DATA EXTRACT:
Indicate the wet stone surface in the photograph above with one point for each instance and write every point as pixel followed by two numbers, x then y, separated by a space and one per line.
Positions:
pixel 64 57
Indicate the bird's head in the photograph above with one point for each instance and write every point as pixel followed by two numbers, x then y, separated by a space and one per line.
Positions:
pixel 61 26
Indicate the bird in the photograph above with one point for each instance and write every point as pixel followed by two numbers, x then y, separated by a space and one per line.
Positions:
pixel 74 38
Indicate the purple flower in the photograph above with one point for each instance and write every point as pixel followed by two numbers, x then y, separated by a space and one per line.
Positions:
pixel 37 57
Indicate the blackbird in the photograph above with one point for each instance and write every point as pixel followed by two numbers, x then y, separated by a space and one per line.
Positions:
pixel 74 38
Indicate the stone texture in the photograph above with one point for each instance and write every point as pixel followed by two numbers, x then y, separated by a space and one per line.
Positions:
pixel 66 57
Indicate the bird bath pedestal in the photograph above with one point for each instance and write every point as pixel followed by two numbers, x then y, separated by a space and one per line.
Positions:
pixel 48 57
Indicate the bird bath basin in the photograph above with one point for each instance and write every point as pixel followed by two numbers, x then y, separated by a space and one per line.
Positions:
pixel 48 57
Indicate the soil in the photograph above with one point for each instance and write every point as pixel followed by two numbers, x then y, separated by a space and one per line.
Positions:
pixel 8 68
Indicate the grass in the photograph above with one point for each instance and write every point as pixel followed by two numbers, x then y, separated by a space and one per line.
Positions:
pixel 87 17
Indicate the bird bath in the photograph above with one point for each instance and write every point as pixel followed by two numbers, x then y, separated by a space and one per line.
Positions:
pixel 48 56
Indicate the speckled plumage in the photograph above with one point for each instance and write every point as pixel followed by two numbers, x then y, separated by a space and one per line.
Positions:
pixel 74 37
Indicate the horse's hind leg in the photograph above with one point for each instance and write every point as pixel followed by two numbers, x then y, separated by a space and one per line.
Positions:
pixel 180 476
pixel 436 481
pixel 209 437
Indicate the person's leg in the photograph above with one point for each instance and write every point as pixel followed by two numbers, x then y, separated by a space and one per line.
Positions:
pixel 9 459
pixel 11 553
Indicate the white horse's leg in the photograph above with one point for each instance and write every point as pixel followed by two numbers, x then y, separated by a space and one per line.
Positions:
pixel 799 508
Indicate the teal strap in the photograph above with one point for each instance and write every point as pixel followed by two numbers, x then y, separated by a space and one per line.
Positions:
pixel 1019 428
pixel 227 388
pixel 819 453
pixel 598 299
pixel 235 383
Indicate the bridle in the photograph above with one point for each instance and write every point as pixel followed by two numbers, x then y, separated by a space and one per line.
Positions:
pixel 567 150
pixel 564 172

WHAT YOU SHOULD DO: Copy out each record exactly as given, omitting none.

ANSWER:
Indicate the wet stone surface in the photograph above with one point for each instance and write every point as pixel followed by two numbers, x then y, separated by a space and one per line.
Positions:
pixel 64 57
Indicate the bird's head in the photograph above with one point for each instance and write every point as pixel followed by two numbers, x then y, separated by a space and one per line.
Positions:
pixel 61 26
Indicate the bird in the photograph above with one point for each instance and write every point as pixel followed by two numbers, x then y, separated by a space and one per line.
Positions:
pixel 74 38
Indicate the purple flower in the photograph above with one point for each instance and write every point as pixel followed by two numbers, x then y, separated by a space and one per line.
Positions:
pixel 37 57
Indicate the blackbird in the photograph above with one point for each instance and write every point as pixel followed by two numbers, x then y, separated by a space and one per line.
Positions:
pixel 74 38
Indicate the stone texture in the photograph above with one point for each instance and write every point as pixel followed by two numbers, x then y, separated by a space and one per line.
Positions:
pixel 66 57
Indicate the bird bath pedestal in the photograph above with one point for each instance and write every point as pixel followed by two numbers, x then y, separated by a space and one per line.
Positions:
pixel 48 57
Indicate the bird bath basin in the photograph above with one point for each instance and write every point as pixel followed by two numbers, x then y, separated by a space and one per line.
Positions:
pixel 48 57
Indicate the soil in the photograph above with one point for each instance and write every point as pixel followed by two numbers, x then y, separated by a space and one per line.
Positions:
pixel 8 68
Indicate the grass in the photograph above with one point for each instance and write every point as pixel followed by two numbers, x then y, separated by a space and one per line.
Positions:
pixel 87 17
Indicate the bird bath in the photograph above with one point for each instance and write every point as pixel followed by two numbers, x then y, separated by a space and one per line.
Positions:
pixel 48 56
Indicate the speckled plumage in the photograph above with one point for each instance and write every point as pixel followed by two numbers, x then y, separated by a space and one per line.
Positions:
pixel 74 37
Indicate the horse's hind leg in the photograph above with one point for each instance and write every point as pixel followed by two numbers, x then y, separated by a space and one per line.
Positions:
pixel 180 476
pixel 436 481
pixel 209 437
Indicate the person's leg in the photograph above with one point for each instance and write every point as pixel followed by two numbers, x then y, separated by a space and one per line.
Positions:
pixel 9 459
pixel 11 553
Indicate the white horse's leg in the photograph above with one point for each instance and write every point as pixel followed by two numbers, x then y, separated by a space and one per line.
Positions:
pixel 799 508
Indicate the teal strap in the photograph above with one point for each instance and write every point as pixel followed by two numbers, x then y, separated by a space and one per line.
Positions:
pixel 1019 428
pixel 227 388
pixel 819 453
pixel 598 299
pixel 235 383
Indicate the bridle in the photograph above with one point for each instance and write every point as pixel followed by two numbers, x then y, separated by a space and one per line.
Positions:
pixel 567 150
pixel 564 172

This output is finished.